→ Texto de referencia:

La verdadera gratitud, como la esperanza de Gabriel Marcel, se
dirige a lo que no depende de nosotros y, como dice en otro lugar el mismo
filósofo y autor dramático, se puede agradecer sólo en primera persona del
plural: dar gracias en nombre de todos, como acto que, de alguna manera, abraza
a toda la comunidad humana, esto es, a todos los que comparten mi arriesgada
aventura existencial.
Agradecimiento que es plegaria
Navidades y Año Nuevo, como revelación de la vitalidad divina trascendente y
descendiente, son los mayores y más generosos dones que el hombre ha recibido y
puede recibir. ¡Cuántos «muchas gracias» formalistas y zalameros se pronuncian
en esos días! La íntima actitud de agradecimiento, referida no a los que nos
regalan sus propinas, más o menos abundantes, sino ante la Vida misma, ante el
mundo y ante Dios, que se embarca en nuestra carne de humildad, sería la mejor premisa
de la paz tan deseada entre los hombres y de los hombres con Dios.
Fuera de este recinto tan humano y tan sagrado de la gratitud, se persiguen sin
cesar ilusiones y desilusiones, idealismos y materialismos frenéticos, codicias
y mezquindades. Quien no vive agradecido o ha expulsado de sí el don de Dios,
instalándose en la angustia, o no ha vislumbrado aún la divina belleza que se
cela en su existencia, y entonces es ciego y desdichado.

→ Ejercicios propuestos:
A - Reproduce el fragmento del texto sobre la gratitud que empieza en las palabras «La verdadera gratitud, como» y termina después de las palabras «aventura existencial.».
B - Responde brevemente, a partir del texto sobre la gratitud:
(i) Según Gabriel Marcel, ¿en qué persona gramatical se puede agradecer?
(ii) ¿Qué dos fiestas se presentan como los mayores y más generosos dones que el hombre ha recibido y puede recibir?
(iii) ¿Qué dos posibilidades se señalan para quien no vive agradecido?

→ Datos registrados:
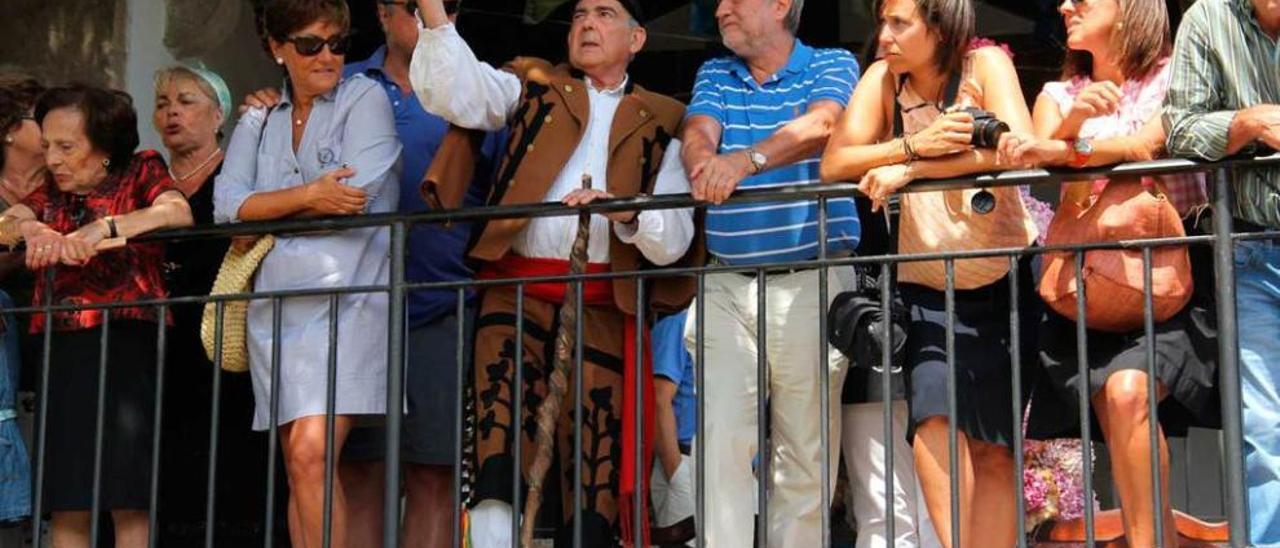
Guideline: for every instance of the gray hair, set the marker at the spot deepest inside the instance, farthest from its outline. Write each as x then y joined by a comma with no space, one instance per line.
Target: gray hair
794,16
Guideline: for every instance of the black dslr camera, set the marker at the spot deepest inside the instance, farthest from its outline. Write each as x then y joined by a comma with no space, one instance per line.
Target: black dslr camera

→ Soluciones desarrolladas:
A -
La verdadera gratitud, como la esperanza de Gabriel Marcel, se
dirige a lo que no depende de nosotros y, como dice en otro lugar el mismo
filósofo y autor dramático, se puede agradecer sólo en primera persona del
plural: dar gracias en nombre de todos, como acto que, de alguna manera, abraza
a toda la comunidad humana, esto es, a todos los que comparten mi arriesgada
aventura existencial.

B -
(i) En primera persona del plural.
(ii) Navidades y Año Nuevo.
(iii) O ha expulsado de sí el don de Dios, instalándose en la angustia, o no ha vislumbrado aún la divina belleza que se cela en su existencia.